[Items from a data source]
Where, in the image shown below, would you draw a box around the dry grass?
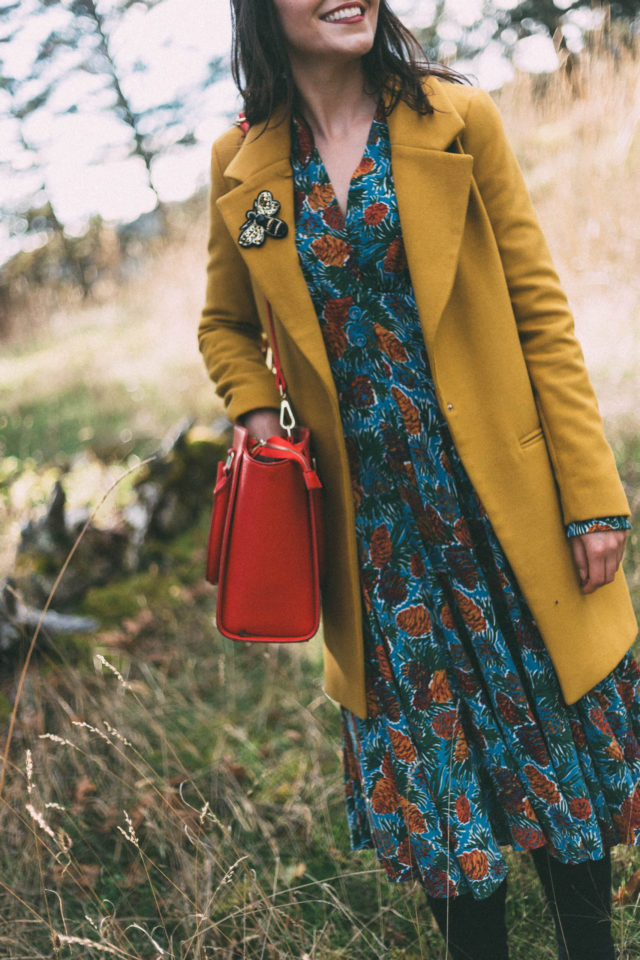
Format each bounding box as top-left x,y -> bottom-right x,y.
0,39 -> 640,960
498,35 -> 640,432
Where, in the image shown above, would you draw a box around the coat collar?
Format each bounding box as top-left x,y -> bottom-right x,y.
217,77 -> 473,403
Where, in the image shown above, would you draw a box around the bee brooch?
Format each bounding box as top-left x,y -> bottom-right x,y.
238,190 -> 289,247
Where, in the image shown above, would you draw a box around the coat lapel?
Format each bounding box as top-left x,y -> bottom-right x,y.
218,116 -> 337,404
388,80 -> 473,348
218,79 -> 473,394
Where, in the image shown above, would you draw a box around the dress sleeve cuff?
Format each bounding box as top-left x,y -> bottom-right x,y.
567,517 -> 631,537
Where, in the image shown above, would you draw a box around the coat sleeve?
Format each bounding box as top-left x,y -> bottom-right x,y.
462,90 -> 630,524
198,137 -> 280,420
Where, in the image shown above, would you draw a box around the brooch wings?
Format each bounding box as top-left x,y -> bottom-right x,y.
238,190 -> 289,247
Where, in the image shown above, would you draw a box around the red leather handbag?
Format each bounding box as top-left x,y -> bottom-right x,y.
206,304 -> 323,643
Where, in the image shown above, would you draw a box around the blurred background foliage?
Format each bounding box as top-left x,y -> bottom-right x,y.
0,0 -> 640,338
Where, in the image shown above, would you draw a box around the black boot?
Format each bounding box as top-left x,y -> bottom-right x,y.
531,847 -> 615,960
427,880 -> 509,960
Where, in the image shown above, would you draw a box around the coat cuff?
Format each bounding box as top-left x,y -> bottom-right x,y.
567,516 -> 631,537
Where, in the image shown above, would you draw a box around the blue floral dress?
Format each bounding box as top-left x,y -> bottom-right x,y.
291,111 -> 640,898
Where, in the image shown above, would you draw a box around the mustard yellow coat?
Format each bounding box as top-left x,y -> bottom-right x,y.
199,79 -> 636,717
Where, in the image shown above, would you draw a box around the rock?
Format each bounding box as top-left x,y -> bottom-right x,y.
0,577 -> 100,653
14,482 -> 131,610
125,421 -> 229,540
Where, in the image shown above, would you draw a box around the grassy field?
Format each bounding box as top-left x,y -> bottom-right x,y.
0,41 -> 640,960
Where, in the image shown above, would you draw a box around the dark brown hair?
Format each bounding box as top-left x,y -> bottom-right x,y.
231,0 -> 466,124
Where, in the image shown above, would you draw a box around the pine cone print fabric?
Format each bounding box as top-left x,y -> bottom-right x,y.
291,113 -> 640,897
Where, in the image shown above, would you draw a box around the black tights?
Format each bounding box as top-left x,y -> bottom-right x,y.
427,847 -> 615,960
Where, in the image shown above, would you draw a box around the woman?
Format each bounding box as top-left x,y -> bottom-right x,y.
199,0 -> 640,960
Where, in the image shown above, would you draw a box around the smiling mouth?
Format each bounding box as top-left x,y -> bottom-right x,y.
320,3 -> 364,23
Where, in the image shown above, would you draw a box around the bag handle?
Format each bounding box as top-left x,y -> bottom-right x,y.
235,111 -> 296,439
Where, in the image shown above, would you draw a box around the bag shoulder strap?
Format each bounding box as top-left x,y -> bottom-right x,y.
234,110 -> 296,436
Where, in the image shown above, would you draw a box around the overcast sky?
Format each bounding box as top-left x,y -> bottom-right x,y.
0,0 -> 555,261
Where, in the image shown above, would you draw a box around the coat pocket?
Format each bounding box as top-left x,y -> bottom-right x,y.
518,427 -> 544,450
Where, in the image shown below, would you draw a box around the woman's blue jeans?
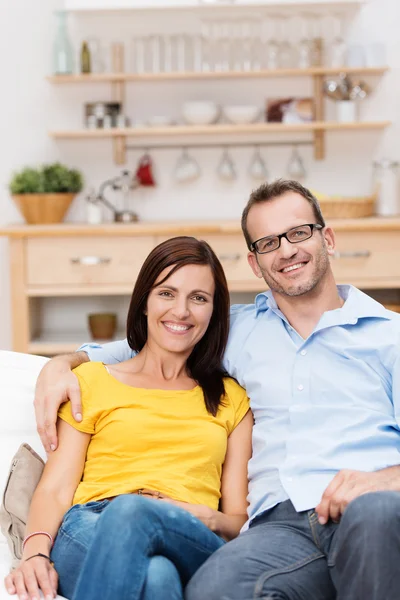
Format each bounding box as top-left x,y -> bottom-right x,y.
51,494 -> 224,600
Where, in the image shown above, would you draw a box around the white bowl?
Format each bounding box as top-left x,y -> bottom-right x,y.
147,115 -> 174,127
182,102 -> 220,125
223,105 -> 261,125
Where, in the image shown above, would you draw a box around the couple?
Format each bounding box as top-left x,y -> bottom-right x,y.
6,180 -> 400,600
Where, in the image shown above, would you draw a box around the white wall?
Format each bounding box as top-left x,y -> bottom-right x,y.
0,0 -> 400,349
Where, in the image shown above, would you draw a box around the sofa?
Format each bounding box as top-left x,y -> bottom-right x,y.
0,351 -> 65,600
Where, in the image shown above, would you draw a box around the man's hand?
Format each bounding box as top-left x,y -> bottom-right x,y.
315,467 -> 400,525
34,352 -> 88,452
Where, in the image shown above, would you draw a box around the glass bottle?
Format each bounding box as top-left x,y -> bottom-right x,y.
53,11 -> 74,75
81,42 -> 92,73
373,158 -> 400,217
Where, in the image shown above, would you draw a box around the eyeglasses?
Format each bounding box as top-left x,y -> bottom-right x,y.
250,223 -> 323,254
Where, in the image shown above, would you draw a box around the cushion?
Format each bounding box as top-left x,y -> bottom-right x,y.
0,350 -> 67,600
0,444 -> 44,566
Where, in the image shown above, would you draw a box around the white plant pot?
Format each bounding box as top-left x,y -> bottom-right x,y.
336,100 -> 358,123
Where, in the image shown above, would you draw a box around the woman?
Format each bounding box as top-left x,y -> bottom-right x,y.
5,237 -> 253,600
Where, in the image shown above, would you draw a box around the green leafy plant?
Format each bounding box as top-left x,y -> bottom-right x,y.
9,163 -> 83,194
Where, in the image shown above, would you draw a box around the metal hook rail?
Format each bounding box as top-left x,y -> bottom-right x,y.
126,140 -> 314,152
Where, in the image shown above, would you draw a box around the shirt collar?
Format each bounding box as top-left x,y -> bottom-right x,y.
255,285 -> 392,327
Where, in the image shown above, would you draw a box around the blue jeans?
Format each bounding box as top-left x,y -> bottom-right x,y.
185,492 -> 400,600
51,494 -> 224,600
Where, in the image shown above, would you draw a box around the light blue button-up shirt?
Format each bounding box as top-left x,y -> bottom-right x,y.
81,286 -> 400,520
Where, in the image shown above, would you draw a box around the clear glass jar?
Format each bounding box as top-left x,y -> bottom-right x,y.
373,158 -> 400,217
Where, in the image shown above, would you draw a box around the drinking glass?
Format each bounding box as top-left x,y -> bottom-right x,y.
297,14 -> 312,69
132,37 -> 147,74
276,15 -> 295,69
263,15 -> 279,69
328,13 -> 347,67
308,13 -> 324,67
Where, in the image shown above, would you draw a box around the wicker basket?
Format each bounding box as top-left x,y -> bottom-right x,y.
318,194 -> 376,219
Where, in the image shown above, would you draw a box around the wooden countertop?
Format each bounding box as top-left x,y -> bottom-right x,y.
0,216 -> 400,238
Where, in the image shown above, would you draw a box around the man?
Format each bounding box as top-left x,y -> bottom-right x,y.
36,180 -> 400,600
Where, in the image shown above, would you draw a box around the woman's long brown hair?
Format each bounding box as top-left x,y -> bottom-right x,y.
127,236 -> 229,416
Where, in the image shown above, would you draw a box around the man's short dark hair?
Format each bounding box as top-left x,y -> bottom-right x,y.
242,179 -> 325,250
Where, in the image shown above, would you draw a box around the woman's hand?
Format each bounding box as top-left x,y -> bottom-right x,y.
4,556 -> 58,600
160,496 -> 218,532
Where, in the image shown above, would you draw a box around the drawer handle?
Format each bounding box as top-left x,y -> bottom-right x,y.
71,256 -> 111,267
334,250 -> 371,258
218,254 -> 242,262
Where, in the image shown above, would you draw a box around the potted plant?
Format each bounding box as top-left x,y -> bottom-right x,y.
9,163 -> 83,225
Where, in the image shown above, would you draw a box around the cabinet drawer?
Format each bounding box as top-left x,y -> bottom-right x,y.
332,231 -> 400,285
26,236 -> 154,288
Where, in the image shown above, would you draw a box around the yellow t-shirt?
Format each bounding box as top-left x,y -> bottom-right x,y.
58,362 -> 249,509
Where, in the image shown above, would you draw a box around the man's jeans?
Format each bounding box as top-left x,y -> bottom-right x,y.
185,492 -> 400,600
51,494 -> 224,600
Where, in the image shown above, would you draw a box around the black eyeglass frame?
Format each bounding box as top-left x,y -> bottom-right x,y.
250,223 -> 324,254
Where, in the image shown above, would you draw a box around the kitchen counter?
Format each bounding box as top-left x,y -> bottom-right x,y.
0,216 -> 400,238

• [What is needed]
Copy the data from the line that contains "the wooden countertop?" through the line that contains "127,236 -> 229,416", keeping the requests, and shift every bounding box coordinate in the answers by adding 58 to it.

• [Result of the task]
Where, in the image shown above, would you draw a box around the wooden countertop?
Format each bounding box as top-left x,y -> bottom-right x,y.
58,274 -> 458,296
Where, in the image shown above, would you draw a box around the man?
Format each bounding box as top-left x,y -> bottom-right x,y.
94,238 -> 458,658
Where, in the image shown above, would you draw a box around the woman's long brown hair?
Format each bounding box as top-left x,y -> bottom-right x,y.
185,294 -> 287,474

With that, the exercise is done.